● **Testo di partenza**:
------------------------------------------------------------

Un valido programma di controllo interno può essere realizzato dalla ditta a costo zero o, comunque, molto contenuto. Alcuni Stati membri dell’UE hanno stilato un ICP a livello di Autorità Nazionale per il Controllo delle Esportazioni di Beni Duali e lo hanno imposto per legge a tutte le loro aziende del settore. Altri Stati membri hanno reso obbligatorio l’ICP per ogni compagnia nazionale, che deve poi inviarlo per una valutazione tecnica all’Autorità Designata, che ne certifica la validità eventuale. In Italia l’ICP è attualmente solo consigliato. Un buon Programma Interno deve, innanzitutto, creare una serie di controlli su tutte le informazioni disponibili riguardo a ciascuna delle operazioni commerciali che la ditta intende intraprendere e ciò a partire dall’inizio dei contatti con il cliente straniero e non dopo la stipula del contratto o poco prima.
In secondo luogo, esso deve monitorare tutte le attività interne alla ditta stessa, volte all’espletamento delle procedure necessarie per l’esportazione. In terzo luogo, il programma, per quanto possibile all’azienda, deve seguire l’arrivo a destino del bene e controllare che esso sia effettivamente impiegato per l’uso dichiarato, nel luogo prescritto dall’autorizzazione, anche mediante una visita in loco, se necessario e/o possibile. Ogni ditta può organizzarsi come vuole e, una volta messo in piedi il meccanismo, un sistema di controllo interno non presenta particolari difficoltà di applicazione. E’, però, indispensabile conoscere e tenere presenti alcuni punti fondamentali che è possibile riassumere come segue: Il cliente straniero può contattare la ditta in vari modi (direttamente, ad una fiera, per interposta persona tramite un mediatore, etc.), ma dovrà, comunque, rivelarsi affidabile, innanzitutto, considerando:

  1. la congruità tra la richiesta di merce presentata alla ditta italiana e le attività di produzione dichiarate;
  2. la congruità tra numero degli articoli richiesti o tra la quantità di articoli richiesta e le attività dichiarate.
  3. l’adeguatezza tra merce richiesta e prezzo che il cliente intende pagare: se è vero che il prezzo viene stabilito da chi vende, può essere altrettanto vero, a volte, che chi compra è disposto a pagare “di più” o “molto di più”, pur di ottenere ciò che necessita;
  4. l’eccessiva pressione del cliente nei confronti della ditta italiana per ottenere con la massima velocità la merce, magari minacciando continuamente la rottura delle trattative o la rescissione del contratto. La domanda di esportazione va inoltrata all’Autorità competente, una volta ottenuto dal cliente un ordine di acquisto o dopo la stipula di un contratto. Essa richiede determinati tempi tecnici per essere esaminata. Il cliente straniero lo sa perfettamente. Nel suo paese le leggi sono diverse, ma seguono il medesimo iter. Una fretta smisurata può costituire un indicatore sospetto;
  5. la normalità dei dettagli concernenti l’ubicazione della sede del cliente: come tutte le aziende, deve avere un indirizzo che non sia una semplice casella postale. Se possibile, se la ditta italiana ha filiali nel paese di appartenenza del cliente o ha degli incaricati, dovrebbe inviare qualcuno a verificare di persona o a compiere delle ricerche sull’indirizzo stesso o sulla conoscenza che del cliente hanno le locali associazioni del commercio. Qualche indirizzo dichiarato in passato si è rivelato quello di un negozio di pochi metri quadrati, preso in affitto, o di una camera di una pensione o di un negozio di copertura.

------------------------------------------------------------

● **Dati forniti**:
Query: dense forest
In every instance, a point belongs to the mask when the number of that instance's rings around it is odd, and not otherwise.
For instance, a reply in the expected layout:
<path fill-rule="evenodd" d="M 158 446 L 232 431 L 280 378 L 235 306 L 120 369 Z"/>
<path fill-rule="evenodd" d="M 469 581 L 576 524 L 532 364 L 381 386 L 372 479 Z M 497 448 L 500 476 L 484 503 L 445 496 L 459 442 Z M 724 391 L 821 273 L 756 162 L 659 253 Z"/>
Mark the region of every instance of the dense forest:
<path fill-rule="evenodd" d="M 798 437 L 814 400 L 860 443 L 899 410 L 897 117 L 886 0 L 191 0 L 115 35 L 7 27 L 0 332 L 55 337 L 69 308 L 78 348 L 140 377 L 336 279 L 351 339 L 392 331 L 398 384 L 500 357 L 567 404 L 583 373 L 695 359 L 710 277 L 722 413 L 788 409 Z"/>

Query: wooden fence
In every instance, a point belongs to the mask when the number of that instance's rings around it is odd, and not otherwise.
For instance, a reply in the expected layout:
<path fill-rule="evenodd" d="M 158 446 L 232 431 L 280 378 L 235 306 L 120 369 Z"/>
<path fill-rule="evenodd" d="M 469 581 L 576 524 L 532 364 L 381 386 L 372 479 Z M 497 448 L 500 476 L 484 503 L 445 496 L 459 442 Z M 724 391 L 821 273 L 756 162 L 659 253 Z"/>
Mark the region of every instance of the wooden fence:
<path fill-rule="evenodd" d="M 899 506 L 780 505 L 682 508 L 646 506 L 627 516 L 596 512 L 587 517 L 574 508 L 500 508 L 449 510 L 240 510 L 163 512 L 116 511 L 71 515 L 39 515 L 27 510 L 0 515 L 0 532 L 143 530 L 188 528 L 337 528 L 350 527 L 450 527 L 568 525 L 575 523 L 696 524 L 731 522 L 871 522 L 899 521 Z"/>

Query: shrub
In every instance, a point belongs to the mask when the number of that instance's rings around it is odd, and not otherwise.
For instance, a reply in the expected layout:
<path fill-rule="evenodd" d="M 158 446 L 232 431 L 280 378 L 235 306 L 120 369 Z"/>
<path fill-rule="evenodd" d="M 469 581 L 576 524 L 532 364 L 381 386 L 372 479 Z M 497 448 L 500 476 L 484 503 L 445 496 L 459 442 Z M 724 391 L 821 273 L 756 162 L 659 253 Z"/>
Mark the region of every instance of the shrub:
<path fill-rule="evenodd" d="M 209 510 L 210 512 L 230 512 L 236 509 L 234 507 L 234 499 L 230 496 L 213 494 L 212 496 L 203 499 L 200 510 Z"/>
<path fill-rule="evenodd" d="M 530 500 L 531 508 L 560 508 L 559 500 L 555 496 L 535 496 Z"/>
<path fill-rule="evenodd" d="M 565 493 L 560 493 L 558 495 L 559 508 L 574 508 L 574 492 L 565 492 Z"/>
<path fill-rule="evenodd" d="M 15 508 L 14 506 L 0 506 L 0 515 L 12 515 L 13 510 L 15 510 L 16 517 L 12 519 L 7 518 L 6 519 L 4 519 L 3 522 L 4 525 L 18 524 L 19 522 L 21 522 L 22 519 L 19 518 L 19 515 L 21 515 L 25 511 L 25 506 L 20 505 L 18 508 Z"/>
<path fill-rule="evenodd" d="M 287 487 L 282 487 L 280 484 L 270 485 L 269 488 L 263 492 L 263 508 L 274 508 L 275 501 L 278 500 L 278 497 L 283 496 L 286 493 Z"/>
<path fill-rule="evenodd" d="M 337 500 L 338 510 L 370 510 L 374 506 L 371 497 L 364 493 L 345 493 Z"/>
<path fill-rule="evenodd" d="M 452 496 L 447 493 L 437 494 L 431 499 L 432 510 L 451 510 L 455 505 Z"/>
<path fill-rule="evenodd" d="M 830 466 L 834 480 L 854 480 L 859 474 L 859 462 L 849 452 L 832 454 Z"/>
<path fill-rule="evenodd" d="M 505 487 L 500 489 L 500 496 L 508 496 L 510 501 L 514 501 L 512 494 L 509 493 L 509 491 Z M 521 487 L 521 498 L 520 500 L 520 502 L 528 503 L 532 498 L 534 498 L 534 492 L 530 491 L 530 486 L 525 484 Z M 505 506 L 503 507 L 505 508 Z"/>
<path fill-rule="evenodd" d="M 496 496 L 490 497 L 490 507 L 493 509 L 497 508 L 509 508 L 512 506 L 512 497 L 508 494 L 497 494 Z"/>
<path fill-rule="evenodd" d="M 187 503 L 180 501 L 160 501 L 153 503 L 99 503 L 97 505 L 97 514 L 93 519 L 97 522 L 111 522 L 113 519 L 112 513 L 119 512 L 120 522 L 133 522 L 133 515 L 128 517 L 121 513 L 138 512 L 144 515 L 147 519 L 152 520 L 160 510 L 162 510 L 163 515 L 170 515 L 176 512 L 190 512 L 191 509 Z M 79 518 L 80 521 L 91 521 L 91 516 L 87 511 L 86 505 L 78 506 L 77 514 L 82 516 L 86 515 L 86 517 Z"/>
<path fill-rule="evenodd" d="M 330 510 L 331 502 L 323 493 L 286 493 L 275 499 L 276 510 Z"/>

------------------------------------------------------------

● **Cosa fare**: Prosegui il testo sul programma di controllo interno per l'esportazione di beni duali, a partire dalla frase successiva all'ultima riportata.

● **Risultato dell'esercizio**:
E’ da tenere sempre presente che il cliente straniero non deve essere restìo a parlare della propria attività o troppo vago nel definirla. Dovrebbe anche fornirne una documentazione adeguata. E’ necessario assicurarsi che la merce richiesta sia congrua con le attività produttive illustrate in eventuali dépliant o altro materiale scritto. Il cliente straniero può essere:

  • un acquirente non destinatario della merce che viene esportata in un dato Paese;
  • può essere, invece, l’acquirente che ne è anche il destinatario in un certo paese e che la rivenderà, in qualità di distributore, sempre all’interno della sua nazione, ad uno o più utilizzatori finali;
  • oppure può essere, oltre che destinatario della merce esportata dalla ditta italiana, anche l’utilizzatore finale della stessa.

Se, dunque, il cliente non è anche l’utilizzatore finale, i controlli della ditta dovrebbero essere estesi anche a tutte le altre parti implicate nell’operazione commerciale, ove sia possibile “raggiungerle” (vale a dire, per esempio, che una ditta italiana con filiali estere può essere in grado di ottenere informazioni localmente, in una data nazione, sebbene non abbia contatti diretti con tutte le parti coinvolte in una certa operazione commerciale). Ma a volte, semplicemente valutando con attenzione quanto detto o scritto dal cliente straniero sui possibili destinatari e utilizzatori finali, ci si può accorgere di qualche dettaglio poco chiaro o che lascia delle perplessità (e ciò può accadere anche senza muoversi dalla propria sede italiana, conversando col cliente o leggendo qualche sua lettera o comunicazione).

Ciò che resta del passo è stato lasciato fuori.